Task to complete: Write every record out again exactly, and keep images out of it.

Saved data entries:
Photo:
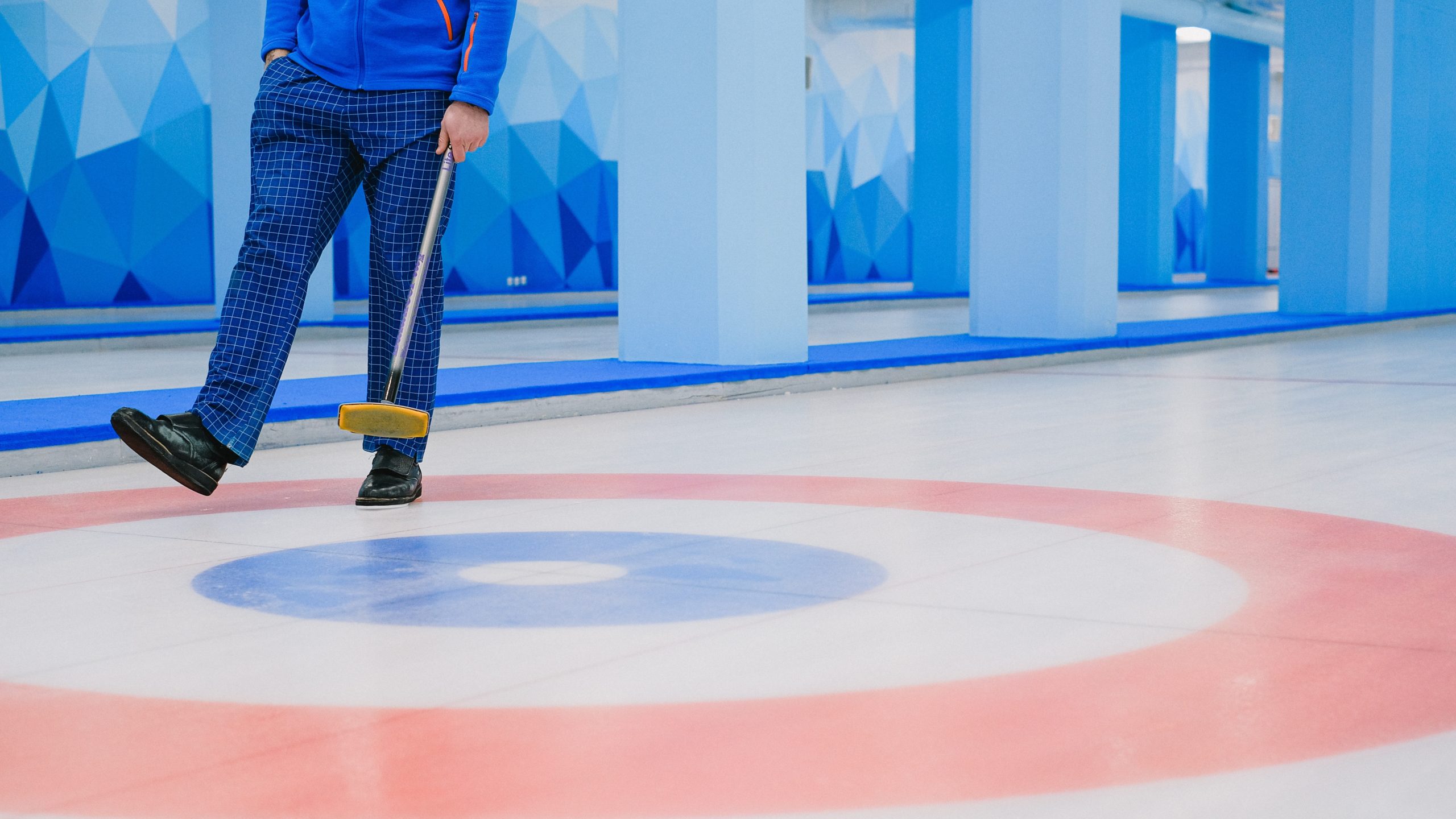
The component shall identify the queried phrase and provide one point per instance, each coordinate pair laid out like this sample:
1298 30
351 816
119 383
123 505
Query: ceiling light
1193 34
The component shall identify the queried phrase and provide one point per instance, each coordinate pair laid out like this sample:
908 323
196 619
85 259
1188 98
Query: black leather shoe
394 481
178 445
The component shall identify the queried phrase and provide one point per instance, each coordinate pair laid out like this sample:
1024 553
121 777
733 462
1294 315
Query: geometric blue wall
536 208
104 154
861 114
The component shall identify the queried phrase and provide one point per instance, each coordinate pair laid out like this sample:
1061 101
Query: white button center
542 573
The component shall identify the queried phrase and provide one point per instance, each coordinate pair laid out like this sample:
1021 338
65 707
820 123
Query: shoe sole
378 503
158 455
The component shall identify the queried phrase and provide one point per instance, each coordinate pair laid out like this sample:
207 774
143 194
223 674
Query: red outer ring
1347 642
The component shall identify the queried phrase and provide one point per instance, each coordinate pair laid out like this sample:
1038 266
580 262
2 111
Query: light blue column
942 155
1335 212
1369 210
1044 168
714 229
237 35
1147 239
1238 161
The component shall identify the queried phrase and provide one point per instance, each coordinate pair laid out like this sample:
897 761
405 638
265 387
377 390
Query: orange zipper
449 25
469 46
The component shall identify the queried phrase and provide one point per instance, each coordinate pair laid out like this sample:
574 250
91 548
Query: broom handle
417 289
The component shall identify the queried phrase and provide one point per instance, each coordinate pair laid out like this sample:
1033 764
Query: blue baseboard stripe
81 419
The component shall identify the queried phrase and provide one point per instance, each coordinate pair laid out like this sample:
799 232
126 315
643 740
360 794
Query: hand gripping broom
386 419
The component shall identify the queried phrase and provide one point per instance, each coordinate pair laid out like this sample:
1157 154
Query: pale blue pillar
714 228
1238 161
237 37
1147 232
942 154
1044 168
1369 171
1335 212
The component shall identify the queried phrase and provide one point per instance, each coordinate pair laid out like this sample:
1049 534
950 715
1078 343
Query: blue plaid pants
313 143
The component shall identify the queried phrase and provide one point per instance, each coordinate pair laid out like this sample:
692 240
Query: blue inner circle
417 581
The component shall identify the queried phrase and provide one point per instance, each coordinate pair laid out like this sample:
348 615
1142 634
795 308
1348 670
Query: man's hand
465 127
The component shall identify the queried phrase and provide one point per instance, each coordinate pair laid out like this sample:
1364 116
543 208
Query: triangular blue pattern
131 291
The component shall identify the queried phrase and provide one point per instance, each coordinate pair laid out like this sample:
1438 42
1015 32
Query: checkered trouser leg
312 144
398 188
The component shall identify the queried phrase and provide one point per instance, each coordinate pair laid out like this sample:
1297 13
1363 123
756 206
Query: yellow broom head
383 420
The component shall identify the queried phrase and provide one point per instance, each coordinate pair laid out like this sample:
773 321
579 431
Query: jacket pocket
469 46
449 25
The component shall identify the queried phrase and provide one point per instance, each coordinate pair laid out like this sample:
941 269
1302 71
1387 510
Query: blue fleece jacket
456 46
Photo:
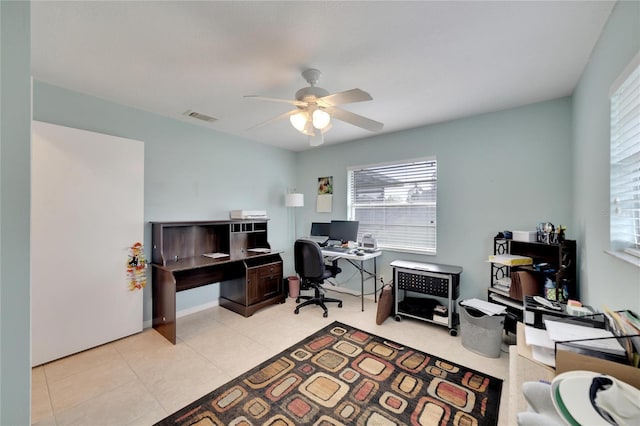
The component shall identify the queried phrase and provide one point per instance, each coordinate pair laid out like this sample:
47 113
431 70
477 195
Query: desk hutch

Your response:
Photo:
The component shall identify the queried phrase and provide one point per instance, each coordinate pair laid out like this sample:
1298 30
351 816
119 383
123 505
Query: ceiling light
1193 34
The component shall identify the queried phrase and provide one point per instance, each coordinate pair laid out like this sample:
908 323
196 619
85 259
1188 98
Query: black leather shoe
394 481
178 445
The component shall identify the queried phrase and provide one point per instance, each coordinate pair laid out like this sample:
1024 553
121 777
733 462
1294 315
Query: geometric blue wall
536 208
104 154
861 114
The component shall identify the queried phrase and provide one point per instance, each coordinate pair laid out like this sample:
1061 101
Query: white button center
542 573
The component shall identify the queried phrase and provide one point per instance, each coordinate pair laid out like this sample:
1021 338
65 707
820 123
Query: shoe sole
378 503
158 455
The component shall identify the queried phrase and provide one point per instance, each coordinate pair laid out like this sample:
207 774
143 194
223 674
Query: red outer ring
1347 642
The component shall identify the queried phrase and provide one point per instance, each coordinate pair laid out like this sample:
1038 266
580 262
2 111
Query: light blue column
942 155
1335 212
1369 210
1044 168
714 229
237 35
1147 239
1238 161
The component shall identify the queried phrase and provide one point per instance, each coordinate pair laid out like this sample:
897 761
405 638
265 387
377 390
Query: orange zipper
449 25
469 46
The component shall identify the queried phrase and provide one point per instance, each coordinate pair laid out like this sample:
574 250
91 548
Query: broom handle
417 289
The component shall identify the queried phrase and provide one point per instance, each coordinate pair laid out like this sample:
1033 764
Query: blue baseboard stripe
81 419
The component shall identify the queried phrase and provide one point per instance, each coordinate pair laid out like this sample:
799 232
126 315
643 740
360 794
Query: hand gripping broom
386 419
The component shall identify the queried phrase and provide one point per instance, each coordinate pair laid out like this sample:
1157 154
Query: pale blue pillar
714 228
1238 161
237 37
1147 232
942 154
1044 168
1369 171
1335 212
The component shall identify the queried phrase and provide one point per instance, each coordinate pair laid out like this sample:
1049 534
950 715
1078 343
Query: blue plaid pants
313 143
The component shall identify the queried phrase and provide one point per instance, each coordinate pair laid out like this sample:
692 240
Query: blue inner circle
417 581
The component shall identify the queried phrase and provide one point per instance, each coordinate pair laid out like this sample:
348 615
1142 634
795 308
1348 670
Query: man's hand
465 127
The component shall identify the queried phrase and provide one point per instance, each coordinate pair laid out like this sample:
1364 116
543 208
Query: triangular blue pattern
131 291
The component shall identify the queried phrase and provide one point per instance, each coordinate pair laid out like this sample:
1438 42
1015 32
Query: checkered trouser leg
312 144
398 188
The component shall identify the queried phrase and provide one point per instance, each coordinate pair laid out like this sample:
1297 13
1363 123
756 206
Query: yellow broom head
383 420
The component shall identify the queried phrase and provide one point per instance, each coordinate pair laid out like this sample:
773 321
579 431
Query: jacket pocket
469 46
449 25
The component shall identify the queried phrase and provide one point per instance, each coordinate pair laid out like this sample:
941 269
1302 71
1387 510
Query: blue fleece jacket
456 46
Photo:
The component shall identify the queried phrase and provide one point per instance, each coordinate pair laid out like this sample:
47 113
431 70
477 195
Query: desk hutch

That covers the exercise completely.